Records from a point-labeling set:

___

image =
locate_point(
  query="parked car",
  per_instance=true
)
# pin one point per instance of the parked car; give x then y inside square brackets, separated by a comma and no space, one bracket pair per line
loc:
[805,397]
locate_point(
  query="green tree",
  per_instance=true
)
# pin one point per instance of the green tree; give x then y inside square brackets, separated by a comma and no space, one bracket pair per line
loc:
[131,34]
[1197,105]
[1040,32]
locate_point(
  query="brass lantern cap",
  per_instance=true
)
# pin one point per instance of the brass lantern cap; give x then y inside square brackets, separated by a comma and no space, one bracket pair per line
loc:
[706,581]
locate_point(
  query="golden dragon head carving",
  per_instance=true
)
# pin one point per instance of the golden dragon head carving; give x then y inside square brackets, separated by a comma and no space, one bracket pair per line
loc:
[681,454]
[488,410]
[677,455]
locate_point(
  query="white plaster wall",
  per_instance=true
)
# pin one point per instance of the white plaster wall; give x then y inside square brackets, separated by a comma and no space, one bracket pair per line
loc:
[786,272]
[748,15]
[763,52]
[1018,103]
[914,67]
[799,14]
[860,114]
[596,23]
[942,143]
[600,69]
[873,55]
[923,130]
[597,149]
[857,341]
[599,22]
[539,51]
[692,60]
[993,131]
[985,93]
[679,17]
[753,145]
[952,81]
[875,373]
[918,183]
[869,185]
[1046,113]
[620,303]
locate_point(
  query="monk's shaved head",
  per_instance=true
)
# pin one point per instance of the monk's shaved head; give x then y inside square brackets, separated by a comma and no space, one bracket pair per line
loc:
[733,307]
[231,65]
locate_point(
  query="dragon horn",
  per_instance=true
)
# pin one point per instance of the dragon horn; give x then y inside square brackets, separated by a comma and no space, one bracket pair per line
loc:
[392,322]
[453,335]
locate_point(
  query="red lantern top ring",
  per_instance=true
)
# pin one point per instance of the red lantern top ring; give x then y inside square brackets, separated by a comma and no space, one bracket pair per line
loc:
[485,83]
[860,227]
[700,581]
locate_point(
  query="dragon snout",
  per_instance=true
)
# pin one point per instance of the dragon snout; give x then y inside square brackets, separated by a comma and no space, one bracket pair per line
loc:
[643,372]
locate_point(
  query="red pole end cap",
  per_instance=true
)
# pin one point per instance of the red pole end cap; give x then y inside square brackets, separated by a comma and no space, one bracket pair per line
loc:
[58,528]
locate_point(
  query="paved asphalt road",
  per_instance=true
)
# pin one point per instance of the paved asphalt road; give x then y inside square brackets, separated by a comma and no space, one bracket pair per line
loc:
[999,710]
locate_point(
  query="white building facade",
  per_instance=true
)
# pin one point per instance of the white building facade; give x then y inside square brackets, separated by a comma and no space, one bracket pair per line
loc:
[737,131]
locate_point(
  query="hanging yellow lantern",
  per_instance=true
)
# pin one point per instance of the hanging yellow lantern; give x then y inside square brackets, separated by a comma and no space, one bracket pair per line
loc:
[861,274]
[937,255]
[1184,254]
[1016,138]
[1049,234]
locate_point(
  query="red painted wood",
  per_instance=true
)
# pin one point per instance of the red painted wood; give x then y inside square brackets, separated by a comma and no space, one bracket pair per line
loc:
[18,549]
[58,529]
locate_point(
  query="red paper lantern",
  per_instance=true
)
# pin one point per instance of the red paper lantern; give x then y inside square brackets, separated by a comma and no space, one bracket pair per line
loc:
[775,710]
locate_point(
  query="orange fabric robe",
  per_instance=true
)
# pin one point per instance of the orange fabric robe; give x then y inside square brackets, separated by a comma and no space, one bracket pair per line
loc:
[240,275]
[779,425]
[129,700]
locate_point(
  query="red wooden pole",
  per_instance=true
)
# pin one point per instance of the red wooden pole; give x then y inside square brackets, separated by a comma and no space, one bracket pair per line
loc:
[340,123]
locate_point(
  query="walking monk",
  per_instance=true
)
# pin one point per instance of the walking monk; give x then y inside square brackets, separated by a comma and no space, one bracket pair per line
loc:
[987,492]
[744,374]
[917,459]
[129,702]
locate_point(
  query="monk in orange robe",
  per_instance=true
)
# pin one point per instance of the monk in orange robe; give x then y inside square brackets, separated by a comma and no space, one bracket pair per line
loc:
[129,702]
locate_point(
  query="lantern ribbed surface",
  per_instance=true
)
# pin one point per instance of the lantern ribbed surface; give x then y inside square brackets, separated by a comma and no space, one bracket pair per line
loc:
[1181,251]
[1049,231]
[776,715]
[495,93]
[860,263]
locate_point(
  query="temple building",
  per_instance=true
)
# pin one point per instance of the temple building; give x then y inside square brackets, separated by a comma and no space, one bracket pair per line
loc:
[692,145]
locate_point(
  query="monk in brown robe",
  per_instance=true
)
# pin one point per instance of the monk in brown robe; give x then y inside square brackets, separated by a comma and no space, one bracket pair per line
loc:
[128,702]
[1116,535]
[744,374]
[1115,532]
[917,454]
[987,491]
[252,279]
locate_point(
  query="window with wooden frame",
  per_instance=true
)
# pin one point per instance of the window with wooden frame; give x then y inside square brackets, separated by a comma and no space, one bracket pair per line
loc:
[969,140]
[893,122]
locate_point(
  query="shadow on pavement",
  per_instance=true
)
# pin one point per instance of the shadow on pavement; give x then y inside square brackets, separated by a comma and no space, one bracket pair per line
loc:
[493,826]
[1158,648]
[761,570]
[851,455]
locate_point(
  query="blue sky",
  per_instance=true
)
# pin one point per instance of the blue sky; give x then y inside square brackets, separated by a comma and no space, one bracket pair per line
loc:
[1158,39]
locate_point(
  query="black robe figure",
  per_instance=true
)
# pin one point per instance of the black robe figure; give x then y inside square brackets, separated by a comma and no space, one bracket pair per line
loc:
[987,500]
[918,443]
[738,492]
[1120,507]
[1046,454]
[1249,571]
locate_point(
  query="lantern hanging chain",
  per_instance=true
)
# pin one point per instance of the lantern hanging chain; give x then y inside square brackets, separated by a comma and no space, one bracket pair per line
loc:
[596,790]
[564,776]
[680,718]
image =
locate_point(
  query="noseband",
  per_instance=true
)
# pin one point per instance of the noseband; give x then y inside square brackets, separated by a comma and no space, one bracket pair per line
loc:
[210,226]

___

**Prompt:** Pull out every line of the data above that contains the string "green", and leave out all other lines.

**Full response:**
  query="green tree",
# pin one point per instance of the green tree; give x then y inside square brackets, separated by a comma and no space, one bracket pair per line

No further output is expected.